* [SHORT TASK]: Can you write out the material below word for word, starting at the line that contains "Target: bush" and ending at its final line?

* [RECORDS SHOWN]:
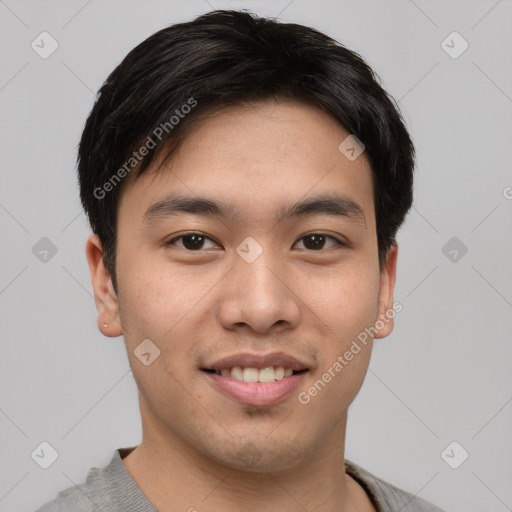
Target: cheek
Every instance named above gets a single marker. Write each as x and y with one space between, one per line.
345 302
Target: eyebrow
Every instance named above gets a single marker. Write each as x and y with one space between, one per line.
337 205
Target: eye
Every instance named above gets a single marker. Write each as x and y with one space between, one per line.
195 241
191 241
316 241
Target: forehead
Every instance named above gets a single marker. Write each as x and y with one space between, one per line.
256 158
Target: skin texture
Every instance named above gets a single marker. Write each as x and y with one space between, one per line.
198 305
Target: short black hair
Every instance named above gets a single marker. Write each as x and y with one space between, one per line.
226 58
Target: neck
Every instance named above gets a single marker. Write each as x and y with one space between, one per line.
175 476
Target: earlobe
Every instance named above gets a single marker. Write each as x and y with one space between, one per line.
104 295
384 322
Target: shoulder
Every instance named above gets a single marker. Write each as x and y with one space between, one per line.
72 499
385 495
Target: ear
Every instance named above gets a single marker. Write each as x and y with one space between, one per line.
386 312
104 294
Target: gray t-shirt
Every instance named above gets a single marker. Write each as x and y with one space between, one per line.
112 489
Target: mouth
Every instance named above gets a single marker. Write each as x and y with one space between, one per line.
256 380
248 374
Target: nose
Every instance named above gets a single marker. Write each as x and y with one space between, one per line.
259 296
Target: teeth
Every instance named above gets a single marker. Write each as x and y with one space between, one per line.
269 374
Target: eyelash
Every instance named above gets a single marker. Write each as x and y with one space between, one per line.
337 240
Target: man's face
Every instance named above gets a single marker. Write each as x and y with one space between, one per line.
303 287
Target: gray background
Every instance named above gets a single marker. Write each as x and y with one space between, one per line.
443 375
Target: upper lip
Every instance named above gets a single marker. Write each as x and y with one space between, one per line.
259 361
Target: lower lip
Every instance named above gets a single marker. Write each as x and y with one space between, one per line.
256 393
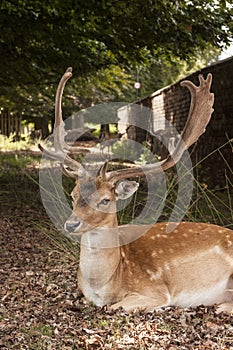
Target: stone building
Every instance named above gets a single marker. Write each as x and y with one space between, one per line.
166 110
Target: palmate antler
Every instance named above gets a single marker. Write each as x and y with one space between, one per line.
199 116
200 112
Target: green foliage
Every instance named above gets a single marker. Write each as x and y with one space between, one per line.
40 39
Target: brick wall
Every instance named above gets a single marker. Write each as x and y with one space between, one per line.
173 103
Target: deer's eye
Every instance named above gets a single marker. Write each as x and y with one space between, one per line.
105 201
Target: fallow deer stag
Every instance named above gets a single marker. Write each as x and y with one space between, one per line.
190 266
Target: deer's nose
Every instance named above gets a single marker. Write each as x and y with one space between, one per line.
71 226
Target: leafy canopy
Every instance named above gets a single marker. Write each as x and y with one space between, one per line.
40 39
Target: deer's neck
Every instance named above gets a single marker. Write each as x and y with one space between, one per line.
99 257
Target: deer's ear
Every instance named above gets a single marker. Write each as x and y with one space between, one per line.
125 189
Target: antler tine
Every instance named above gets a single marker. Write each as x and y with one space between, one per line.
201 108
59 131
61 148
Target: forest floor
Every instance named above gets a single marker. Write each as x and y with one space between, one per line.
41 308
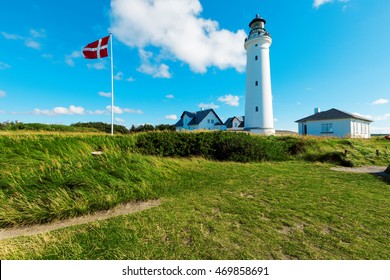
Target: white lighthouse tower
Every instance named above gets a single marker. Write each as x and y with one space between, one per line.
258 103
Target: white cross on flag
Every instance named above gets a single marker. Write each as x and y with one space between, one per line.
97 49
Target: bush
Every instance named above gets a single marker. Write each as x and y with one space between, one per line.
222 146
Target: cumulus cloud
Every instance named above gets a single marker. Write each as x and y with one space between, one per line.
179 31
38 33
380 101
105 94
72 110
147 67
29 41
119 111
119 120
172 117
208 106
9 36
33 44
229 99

* [CORRECT RESULT]:
Target: bush
Every instance named above gets a single marker. Write each as x and y with one space between, one per line.
222 146
Target: cumulus cloud
Every instance named above gets a single marker. Write each as x and y with one space between, one per line.
179 31
38 33
380 101
105 94
72 110
147 67
29 41
119 111
119 120
172 117
208 106
9 36
33 44
229 99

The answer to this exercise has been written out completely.